> _TASK PROMPT_: Start at the line containing "locate the danish" and transcribe every line exactly through the end of the records below, and only those lines.

-------- PROVIDED MATERIAL

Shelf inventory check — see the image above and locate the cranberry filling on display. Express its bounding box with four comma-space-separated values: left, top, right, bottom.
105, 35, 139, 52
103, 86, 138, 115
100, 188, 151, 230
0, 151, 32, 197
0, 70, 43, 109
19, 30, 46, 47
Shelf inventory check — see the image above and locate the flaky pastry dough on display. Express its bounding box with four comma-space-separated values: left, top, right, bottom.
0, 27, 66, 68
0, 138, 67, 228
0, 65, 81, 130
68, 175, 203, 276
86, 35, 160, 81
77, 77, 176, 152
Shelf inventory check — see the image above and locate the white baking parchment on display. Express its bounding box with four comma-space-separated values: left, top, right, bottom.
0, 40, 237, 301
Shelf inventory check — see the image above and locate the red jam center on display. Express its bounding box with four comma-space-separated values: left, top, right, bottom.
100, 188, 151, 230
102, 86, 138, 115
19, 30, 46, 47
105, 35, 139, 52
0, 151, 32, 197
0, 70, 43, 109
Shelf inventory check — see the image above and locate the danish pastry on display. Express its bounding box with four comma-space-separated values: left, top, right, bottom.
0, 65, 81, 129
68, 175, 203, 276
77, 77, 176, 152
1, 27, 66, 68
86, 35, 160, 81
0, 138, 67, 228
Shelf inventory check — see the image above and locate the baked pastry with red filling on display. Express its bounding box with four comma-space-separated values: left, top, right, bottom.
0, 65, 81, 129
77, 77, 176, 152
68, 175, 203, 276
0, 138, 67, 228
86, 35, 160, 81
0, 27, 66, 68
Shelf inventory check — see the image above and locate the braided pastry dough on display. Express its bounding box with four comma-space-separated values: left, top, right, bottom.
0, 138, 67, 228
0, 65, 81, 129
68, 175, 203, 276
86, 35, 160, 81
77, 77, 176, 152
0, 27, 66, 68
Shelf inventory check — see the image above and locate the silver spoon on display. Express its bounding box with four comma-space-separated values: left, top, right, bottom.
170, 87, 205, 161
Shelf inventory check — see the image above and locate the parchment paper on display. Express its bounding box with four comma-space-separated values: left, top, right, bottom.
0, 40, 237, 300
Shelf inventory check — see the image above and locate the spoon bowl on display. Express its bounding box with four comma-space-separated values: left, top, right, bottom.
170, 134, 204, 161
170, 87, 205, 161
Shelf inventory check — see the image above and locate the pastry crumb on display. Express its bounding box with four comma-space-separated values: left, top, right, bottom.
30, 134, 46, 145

----------------

> _RESULT OF THE EXERCISE_:
Shelf inventory check — see the image above and locate the danish pastry on display. Express its bounding box with four comma-space-separated values: left, top, right, bottom.
0, 65, 81, 129
68, 175, 203, 276
77, 77, 176, 152
1, 27, 66, 68
86, 35, 160, 81
0, 138, 67, 228
Shelf inventory check — see the image above and locate the baked pastry with red filling on display. Express its bounding box with four comma-space-separated values: left, top, right, bottom.
0, 65, 81, 129
77, 77, 176, 152
68, 175, 203, 276
0, 138, 67, 228
86, 35, 160, 81
0, 27, 66, 68
Shelf inventory check — see the image above and locate the braided pastry dough on display. Express its bounding box with four comma-space-separated values: left, top, right, bottom.
0, 138, 67, 228
0, 65, 81, 129
68, 175, 203, 276
86, 35, 160, 81
77, 77, 176, 152
0, 27, 66, 68
Shelf inventory check — see the image above and locate the silver spoon on display. Express its bounding box with four comma-space-separated values: left, top, right, bottom.
170, 87, 205, 161
Shelf inventory check — see the image above and locate the parchment paper on display. Express its bounding box with four comma-space-separated values: left, top, right, bottom.
0, 40, 237, 300
Shelf inventory check — see the image above and locate the spoon bowl on display. Express its bounding box with four comma-space-separated values: left, top, right, bottom.
170, 134, 204, 161
170, 87, 205, 161
Shelf inventory check — see the image above and locate the pastry crumb on display. Express its bounding box with four comma-space-separated values: left, top, right, bottom.
30, 134, 46, 145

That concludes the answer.